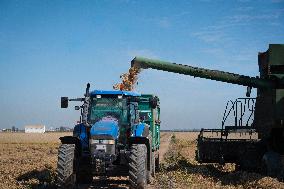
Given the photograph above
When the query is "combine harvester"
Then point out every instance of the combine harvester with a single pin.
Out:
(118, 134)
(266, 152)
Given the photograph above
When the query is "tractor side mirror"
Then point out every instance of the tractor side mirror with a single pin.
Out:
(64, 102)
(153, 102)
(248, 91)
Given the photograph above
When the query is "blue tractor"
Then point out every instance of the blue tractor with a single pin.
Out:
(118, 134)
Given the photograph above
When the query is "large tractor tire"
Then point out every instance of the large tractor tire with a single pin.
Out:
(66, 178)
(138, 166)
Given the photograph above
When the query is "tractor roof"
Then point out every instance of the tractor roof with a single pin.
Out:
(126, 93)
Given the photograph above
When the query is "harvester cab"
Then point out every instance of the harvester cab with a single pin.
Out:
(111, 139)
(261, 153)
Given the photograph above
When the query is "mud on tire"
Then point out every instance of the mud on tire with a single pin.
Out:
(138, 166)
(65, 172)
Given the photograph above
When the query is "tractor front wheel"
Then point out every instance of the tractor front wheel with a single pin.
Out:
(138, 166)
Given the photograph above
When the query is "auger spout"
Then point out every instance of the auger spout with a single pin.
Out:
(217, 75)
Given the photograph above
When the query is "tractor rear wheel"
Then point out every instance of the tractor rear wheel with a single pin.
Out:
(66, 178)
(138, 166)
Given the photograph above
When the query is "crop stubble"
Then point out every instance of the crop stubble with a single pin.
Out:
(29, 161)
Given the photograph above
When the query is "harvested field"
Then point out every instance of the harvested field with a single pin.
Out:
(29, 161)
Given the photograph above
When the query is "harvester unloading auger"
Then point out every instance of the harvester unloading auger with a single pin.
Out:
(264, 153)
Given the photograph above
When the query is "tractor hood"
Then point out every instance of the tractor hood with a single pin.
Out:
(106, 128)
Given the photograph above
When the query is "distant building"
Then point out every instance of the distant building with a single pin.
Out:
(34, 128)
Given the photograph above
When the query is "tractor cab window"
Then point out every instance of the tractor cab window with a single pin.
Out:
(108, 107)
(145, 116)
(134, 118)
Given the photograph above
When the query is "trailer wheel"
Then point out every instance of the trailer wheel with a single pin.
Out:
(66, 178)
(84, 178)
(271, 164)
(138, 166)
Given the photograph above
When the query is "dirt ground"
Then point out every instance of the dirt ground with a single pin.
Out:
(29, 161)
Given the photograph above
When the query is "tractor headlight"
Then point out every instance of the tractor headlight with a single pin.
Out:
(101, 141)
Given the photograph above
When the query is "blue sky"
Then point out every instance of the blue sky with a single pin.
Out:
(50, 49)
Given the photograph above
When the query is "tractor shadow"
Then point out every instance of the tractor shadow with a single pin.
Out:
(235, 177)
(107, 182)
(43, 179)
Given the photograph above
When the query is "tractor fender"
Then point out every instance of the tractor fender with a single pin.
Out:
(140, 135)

...

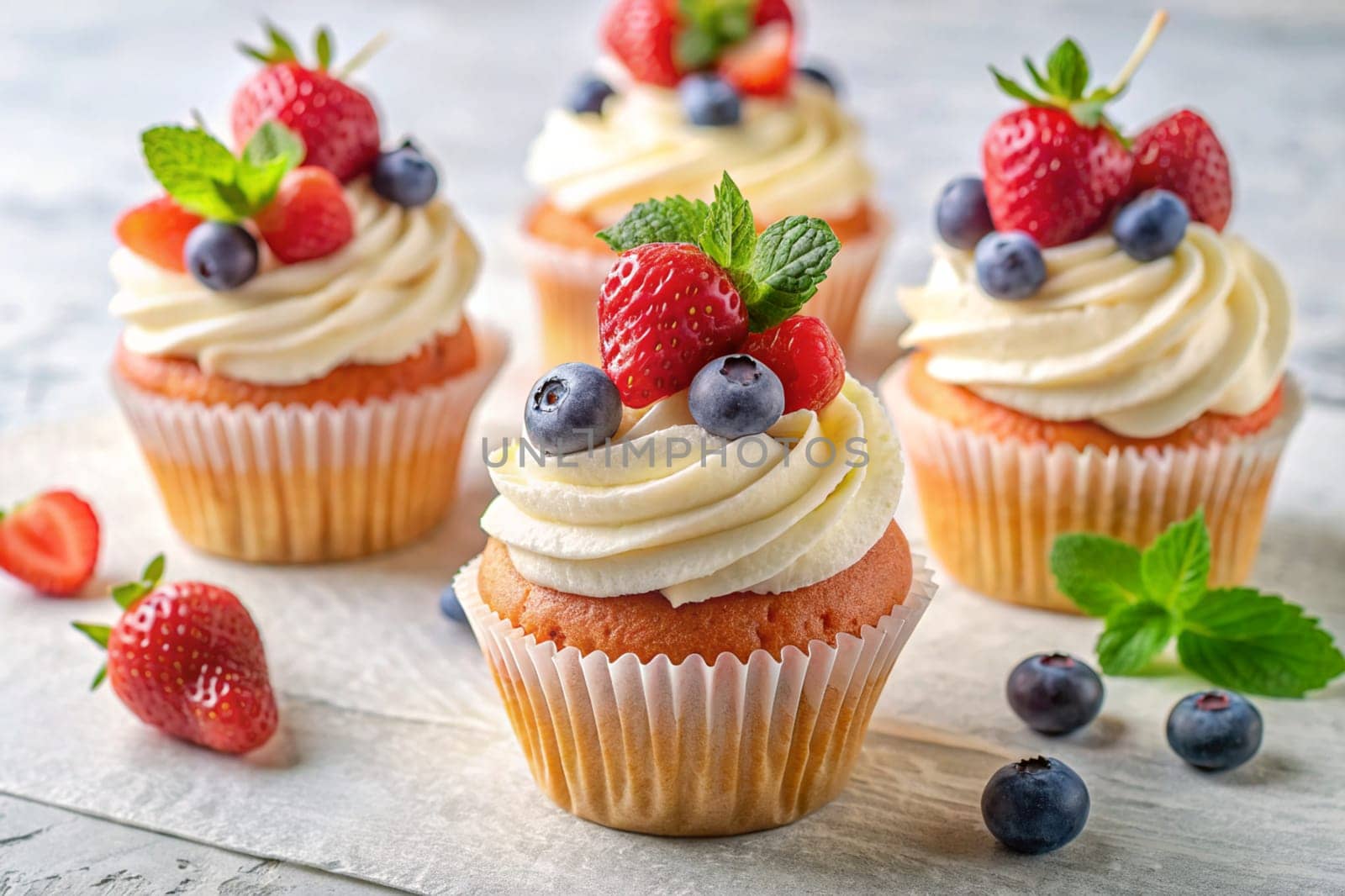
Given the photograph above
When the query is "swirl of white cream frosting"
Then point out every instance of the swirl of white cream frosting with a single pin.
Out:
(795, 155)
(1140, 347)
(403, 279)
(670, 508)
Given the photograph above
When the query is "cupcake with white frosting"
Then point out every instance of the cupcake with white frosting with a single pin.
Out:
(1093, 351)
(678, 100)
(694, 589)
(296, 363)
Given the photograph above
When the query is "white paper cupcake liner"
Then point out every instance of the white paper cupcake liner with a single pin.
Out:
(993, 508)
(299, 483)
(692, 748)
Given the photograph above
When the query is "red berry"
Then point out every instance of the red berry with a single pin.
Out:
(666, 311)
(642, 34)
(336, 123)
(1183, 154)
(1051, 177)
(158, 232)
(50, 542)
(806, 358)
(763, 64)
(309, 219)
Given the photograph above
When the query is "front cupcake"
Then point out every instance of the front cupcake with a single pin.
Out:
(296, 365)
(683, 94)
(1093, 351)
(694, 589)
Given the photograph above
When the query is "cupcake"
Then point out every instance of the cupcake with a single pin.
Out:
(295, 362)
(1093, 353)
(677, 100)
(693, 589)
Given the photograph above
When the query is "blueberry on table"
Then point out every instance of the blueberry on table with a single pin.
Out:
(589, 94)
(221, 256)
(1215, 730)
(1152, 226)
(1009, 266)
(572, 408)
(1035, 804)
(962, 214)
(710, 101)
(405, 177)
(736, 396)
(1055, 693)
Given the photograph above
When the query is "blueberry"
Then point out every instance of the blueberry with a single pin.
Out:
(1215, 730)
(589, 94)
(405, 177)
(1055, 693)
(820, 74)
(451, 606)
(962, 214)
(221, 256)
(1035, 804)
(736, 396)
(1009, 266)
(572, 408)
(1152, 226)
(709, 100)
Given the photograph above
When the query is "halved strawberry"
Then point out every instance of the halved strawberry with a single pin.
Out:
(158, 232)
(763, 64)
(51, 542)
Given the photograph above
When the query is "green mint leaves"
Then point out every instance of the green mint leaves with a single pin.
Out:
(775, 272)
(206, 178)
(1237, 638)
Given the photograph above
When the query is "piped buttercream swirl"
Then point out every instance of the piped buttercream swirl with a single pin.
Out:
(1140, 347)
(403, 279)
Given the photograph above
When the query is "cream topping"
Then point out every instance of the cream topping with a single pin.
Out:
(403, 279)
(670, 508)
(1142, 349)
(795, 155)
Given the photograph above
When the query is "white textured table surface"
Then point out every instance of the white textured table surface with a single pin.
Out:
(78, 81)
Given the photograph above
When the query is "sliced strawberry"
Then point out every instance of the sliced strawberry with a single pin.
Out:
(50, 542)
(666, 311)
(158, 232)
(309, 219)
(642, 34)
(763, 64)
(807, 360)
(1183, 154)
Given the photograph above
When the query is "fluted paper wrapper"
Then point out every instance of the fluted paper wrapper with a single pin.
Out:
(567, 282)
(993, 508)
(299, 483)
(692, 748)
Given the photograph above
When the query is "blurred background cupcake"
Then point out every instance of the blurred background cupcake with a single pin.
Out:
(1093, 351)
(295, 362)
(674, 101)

==

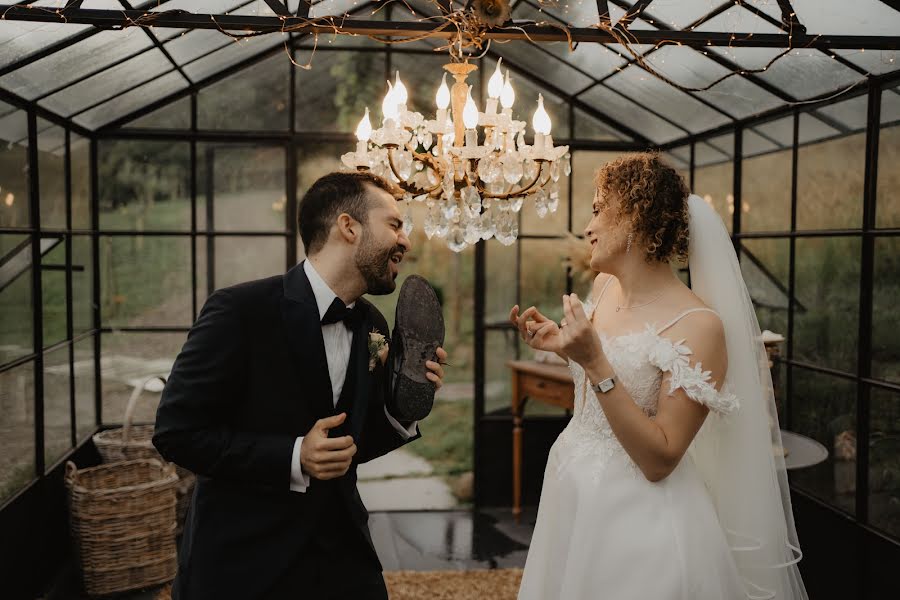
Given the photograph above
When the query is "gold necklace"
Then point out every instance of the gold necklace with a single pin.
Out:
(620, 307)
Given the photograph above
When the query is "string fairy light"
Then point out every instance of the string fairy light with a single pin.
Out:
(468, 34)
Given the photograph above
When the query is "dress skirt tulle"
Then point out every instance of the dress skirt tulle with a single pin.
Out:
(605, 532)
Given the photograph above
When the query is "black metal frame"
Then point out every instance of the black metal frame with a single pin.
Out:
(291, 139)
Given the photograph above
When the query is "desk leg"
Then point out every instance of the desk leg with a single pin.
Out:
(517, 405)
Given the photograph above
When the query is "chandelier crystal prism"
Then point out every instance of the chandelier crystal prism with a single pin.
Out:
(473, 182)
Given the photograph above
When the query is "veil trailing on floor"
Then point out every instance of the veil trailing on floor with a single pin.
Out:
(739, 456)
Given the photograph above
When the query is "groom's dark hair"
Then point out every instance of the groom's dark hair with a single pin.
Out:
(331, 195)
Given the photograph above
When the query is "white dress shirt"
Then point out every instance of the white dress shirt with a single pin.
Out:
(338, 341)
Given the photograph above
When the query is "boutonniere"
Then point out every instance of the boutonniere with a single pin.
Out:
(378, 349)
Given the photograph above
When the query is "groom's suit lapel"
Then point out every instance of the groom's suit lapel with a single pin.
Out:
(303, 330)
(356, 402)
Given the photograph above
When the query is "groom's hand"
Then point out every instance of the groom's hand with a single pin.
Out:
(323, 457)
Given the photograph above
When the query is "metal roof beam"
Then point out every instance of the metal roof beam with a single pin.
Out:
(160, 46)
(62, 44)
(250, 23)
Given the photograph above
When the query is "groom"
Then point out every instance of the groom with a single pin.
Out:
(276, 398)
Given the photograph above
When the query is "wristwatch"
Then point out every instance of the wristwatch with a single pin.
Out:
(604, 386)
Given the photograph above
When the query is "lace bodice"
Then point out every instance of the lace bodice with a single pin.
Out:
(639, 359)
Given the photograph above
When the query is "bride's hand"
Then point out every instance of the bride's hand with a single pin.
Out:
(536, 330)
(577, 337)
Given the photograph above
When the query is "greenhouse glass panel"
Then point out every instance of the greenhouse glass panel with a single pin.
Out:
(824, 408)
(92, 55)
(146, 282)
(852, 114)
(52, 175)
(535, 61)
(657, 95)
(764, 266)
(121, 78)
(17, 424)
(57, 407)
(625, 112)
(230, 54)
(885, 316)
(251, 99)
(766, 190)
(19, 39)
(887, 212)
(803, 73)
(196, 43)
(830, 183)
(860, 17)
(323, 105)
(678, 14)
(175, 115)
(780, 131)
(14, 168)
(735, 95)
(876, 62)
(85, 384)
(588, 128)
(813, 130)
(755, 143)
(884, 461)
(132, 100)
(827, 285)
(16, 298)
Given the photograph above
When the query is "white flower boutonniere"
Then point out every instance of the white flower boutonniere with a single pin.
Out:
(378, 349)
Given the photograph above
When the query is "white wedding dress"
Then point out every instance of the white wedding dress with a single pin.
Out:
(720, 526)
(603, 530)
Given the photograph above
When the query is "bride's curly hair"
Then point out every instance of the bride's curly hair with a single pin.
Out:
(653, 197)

**GOAL OF THE EXERCISE**
Using the records above, pull out each line where the word "rear" occurs.

**ANSWER TO THIS EXERCISE**
When the query is "tractor rear wheel"
Then point out every instance of the tractor rear wheel with a single pin.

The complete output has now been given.